Location annotation dataset excerpts
=-=-=

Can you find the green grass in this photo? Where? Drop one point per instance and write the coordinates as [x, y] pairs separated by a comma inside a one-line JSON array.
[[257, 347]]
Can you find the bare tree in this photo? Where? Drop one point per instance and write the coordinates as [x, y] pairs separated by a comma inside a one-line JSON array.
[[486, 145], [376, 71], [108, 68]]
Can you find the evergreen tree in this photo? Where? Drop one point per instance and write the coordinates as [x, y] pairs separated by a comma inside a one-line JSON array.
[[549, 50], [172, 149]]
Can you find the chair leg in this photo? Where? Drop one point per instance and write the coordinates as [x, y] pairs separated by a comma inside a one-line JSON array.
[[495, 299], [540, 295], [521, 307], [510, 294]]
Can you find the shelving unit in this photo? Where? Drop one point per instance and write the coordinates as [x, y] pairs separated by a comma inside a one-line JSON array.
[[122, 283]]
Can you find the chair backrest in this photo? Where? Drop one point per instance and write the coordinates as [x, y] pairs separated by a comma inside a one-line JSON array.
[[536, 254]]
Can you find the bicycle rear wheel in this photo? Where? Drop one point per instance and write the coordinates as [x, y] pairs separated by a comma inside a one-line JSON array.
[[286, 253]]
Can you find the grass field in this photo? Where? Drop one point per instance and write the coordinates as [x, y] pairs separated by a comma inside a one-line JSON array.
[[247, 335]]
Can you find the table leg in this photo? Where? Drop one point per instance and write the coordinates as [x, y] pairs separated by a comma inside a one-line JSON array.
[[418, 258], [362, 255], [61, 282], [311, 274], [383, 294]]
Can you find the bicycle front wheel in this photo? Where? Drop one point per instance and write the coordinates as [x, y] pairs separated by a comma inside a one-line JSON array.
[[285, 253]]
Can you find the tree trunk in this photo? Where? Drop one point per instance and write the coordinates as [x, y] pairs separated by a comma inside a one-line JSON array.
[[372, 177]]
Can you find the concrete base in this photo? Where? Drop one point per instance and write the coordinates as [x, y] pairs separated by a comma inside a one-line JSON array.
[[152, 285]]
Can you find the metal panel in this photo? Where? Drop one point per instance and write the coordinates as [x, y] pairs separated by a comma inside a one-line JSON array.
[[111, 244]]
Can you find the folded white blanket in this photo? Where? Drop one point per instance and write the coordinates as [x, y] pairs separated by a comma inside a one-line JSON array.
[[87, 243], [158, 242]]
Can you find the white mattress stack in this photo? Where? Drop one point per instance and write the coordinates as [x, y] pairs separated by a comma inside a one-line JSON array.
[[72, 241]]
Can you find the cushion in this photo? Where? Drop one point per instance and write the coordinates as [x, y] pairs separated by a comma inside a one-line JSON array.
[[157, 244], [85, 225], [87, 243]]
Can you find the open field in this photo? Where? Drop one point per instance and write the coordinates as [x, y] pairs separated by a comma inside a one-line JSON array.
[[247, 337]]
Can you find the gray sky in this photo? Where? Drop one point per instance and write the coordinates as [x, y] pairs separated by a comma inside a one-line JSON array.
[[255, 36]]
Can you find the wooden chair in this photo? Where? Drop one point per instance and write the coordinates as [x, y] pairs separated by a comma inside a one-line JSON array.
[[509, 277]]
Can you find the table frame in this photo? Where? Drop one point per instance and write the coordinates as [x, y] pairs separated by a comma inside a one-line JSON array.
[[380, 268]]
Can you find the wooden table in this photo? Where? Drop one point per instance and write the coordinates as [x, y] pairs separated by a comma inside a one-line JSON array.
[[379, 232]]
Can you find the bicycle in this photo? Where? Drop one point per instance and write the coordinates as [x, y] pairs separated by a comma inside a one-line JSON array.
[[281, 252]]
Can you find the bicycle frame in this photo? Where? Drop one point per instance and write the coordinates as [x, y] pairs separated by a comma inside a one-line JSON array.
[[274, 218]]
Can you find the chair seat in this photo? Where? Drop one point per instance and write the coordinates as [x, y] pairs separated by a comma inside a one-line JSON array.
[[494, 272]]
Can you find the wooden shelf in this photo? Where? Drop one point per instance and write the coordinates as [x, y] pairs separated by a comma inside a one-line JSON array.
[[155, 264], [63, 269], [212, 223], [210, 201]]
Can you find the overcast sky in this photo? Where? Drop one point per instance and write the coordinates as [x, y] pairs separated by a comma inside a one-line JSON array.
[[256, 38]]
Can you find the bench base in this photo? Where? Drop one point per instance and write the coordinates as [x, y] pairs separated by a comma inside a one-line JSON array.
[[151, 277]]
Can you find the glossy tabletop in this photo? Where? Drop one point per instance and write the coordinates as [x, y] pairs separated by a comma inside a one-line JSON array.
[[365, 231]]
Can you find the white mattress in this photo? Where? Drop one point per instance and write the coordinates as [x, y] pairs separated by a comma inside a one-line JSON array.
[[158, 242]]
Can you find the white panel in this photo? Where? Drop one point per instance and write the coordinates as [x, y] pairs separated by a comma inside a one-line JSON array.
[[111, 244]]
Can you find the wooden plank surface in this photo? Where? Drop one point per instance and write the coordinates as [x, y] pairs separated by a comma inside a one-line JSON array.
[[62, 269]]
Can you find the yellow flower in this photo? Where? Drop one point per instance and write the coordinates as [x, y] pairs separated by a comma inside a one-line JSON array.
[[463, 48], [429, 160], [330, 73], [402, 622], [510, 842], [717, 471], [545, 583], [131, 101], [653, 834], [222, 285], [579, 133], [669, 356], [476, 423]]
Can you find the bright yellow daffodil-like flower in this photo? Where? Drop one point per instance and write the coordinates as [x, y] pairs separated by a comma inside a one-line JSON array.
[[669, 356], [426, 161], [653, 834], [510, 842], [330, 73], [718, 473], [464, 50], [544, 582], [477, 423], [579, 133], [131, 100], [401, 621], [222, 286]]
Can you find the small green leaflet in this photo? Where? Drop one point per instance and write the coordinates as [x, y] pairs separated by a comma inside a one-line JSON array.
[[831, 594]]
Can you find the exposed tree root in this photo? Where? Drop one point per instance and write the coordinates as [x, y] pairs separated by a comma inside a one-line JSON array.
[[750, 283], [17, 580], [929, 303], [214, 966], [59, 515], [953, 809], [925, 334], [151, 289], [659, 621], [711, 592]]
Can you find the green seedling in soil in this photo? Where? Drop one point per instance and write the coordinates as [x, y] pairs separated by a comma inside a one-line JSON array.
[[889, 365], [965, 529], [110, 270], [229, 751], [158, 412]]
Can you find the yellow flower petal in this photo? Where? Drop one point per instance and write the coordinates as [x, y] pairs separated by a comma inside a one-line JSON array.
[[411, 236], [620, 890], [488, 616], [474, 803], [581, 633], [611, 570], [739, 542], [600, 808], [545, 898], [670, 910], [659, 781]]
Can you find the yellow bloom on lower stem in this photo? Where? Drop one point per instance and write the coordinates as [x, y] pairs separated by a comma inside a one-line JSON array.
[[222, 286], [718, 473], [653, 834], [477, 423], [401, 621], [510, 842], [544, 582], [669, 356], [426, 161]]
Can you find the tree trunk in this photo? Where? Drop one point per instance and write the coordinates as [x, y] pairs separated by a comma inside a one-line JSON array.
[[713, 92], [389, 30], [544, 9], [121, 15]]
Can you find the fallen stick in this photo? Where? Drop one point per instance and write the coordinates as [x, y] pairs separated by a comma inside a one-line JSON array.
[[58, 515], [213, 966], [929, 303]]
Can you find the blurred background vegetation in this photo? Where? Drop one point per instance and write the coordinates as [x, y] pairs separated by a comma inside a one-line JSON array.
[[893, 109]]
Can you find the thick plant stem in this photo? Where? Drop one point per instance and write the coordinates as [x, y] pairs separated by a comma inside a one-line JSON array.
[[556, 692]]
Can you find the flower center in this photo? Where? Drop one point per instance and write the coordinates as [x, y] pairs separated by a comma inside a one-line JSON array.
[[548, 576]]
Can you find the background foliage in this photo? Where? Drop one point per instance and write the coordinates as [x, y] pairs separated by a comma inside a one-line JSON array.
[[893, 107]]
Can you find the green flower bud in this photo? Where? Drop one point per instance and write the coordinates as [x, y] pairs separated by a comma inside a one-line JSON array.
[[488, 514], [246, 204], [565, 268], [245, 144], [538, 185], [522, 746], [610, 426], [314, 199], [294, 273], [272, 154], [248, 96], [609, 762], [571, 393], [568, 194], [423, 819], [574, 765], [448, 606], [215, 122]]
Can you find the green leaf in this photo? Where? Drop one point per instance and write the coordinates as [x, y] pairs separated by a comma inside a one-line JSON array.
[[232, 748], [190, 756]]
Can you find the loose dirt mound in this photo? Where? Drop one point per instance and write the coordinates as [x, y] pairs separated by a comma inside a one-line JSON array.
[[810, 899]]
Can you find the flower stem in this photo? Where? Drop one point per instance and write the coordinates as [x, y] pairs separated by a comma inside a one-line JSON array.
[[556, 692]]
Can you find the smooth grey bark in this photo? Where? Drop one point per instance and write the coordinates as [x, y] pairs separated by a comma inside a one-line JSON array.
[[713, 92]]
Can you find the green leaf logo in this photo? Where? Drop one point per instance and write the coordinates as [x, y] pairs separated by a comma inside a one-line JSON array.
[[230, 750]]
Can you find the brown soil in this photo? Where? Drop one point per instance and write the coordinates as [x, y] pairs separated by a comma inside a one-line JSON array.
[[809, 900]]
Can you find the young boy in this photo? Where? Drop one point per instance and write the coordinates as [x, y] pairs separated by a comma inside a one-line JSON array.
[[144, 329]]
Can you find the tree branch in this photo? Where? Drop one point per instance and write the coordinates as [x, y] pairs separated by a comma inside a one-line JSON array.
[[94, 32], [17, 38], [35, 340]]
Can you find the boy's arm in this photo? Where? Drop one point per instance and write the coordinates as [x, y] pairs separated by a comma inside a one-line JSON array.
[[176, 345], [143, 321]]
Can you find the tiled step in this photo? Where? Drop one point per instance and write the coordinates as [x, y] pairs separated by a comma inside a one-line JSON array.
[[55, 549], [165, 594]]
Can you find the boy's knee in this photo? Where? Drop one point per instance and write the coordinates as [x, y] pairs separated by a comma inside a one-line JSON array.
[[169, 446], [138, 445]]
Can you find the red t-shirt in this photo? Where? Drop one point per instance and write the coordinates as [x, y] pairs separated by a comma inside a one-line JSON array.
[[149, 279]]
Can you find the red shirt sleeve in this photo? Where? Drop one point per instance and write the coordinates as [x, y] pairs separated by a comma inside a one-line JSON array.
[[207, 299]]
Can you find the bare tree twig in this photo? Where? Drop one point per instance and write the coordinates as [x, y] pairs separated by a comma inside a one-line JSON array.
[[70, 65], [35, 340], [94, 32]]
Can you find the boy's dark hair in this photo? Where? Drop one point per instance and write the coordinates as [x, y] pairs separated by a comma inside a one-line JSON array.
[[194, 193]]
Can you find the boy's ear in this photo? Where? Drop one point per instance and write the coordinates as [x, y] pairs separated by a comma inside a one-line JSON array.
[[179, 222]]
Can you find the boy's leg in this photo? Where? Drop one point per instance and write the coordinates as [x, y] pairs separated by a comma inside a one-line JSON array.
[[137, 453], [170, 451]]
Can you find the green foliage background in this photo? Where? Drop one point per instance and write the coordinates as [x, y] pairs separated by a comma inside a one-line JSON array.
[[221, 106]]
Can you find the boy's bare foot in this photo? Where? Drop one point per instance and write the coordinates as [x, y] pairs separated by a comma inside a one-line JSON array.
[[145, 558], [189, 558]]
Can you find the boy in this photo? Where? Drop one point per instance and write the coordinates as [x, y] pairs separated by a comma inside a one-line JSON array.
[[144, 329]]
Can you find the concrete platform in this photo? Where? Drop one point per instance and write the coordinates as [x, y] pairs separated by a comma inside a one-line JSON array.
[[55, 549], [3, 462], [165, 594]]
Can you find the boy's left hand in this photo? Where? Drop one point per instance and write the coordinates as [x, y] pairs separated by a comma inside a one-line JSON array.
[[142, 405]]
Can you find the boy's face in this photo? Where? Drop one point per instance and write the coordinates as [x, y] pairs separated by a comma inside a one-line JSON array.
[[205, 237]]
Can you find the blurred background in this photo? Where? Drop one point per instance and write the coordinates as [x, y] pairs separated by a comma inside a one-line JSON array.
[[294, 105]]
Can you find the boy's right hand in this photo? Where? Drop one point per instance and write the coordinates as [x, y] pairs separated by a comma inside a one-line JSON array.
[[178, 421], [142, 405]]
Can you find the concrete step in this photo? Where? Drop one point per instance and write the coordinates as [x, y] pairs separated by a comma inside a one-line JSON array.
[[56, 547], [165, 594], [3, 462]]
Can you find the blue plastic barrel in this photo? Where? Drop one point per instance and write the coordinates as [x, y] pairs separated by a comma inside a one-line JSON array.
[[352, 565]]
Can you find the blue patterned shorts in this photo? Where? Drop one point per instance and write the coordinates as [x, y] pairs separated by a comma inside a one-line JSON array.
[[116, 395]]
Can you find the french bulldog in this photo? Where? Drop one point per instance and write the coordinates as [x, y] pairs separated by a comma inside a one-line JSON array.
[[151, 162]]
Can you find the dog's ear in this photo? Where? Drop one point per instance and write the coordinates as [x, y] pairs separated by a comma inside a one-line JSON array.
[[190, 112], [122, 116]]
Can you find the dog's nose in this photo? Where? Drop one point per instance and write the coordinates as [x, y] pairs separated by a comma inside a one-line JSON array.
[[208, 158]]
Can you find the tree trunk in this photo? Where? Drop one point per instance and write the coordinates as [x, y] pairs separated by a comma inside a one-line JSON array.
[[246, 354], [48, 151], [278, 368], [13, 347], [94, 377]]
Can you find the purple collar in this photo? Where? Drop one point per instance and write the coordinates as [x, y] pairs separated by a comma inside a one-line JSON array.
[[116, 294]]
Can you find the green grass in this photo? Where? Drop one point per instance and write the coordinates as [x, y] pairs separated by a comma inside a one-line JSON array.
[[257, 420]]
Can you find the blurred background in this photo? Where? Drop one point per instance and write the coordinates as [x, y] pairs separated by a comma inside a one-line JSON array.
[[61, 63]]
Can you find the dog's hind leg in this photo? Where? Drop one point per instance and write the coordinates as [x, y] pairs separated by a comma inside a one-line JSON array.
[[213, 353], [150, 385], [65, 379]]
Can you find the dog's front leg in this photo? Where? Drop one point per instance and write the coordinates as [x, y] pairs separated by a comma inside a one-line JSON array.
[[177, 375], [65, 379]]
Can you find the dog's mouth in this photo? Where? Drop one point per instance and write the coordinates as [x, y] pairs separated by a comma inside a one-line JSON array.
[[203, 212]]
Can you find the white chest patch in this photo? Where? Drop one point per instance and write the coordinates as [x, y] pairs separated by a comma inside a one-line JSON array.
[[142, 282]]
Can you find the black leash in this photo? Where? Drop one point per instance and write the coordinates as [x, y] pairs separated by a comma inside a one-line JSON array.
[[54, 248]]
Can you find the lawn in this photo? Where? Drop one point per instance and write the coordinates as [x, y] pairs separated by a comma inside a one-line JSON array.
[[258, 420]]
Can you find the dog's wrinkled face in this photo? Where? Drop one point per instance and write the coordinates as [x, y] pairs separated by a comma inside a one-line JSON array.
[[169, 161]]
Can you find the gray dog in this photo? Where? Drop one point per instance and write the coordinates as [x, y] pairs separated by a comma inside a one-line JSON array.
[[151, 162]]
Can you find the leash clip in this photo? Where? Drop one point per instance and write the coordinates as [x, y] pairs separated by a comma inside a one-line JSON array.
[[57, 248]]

=-=-=

Repeat everything in the records above from the line containing "Can you find the lawn" down to the line containing "[[169, 161]]", word for word.

**Task solution:**
Can you find the lawn in this photo? Where? Drop one point per instance and write the coordinates as [x, y] pairs separated by a comma inside a one-line JSON array.
[[258, 420]]
Can you find the dog's wrinkled face in this photo? Where? Drop one point per instance and write the coordinates as [x, y] pairs separated by a comma inside a one-line JSON array.
[[169, 161]]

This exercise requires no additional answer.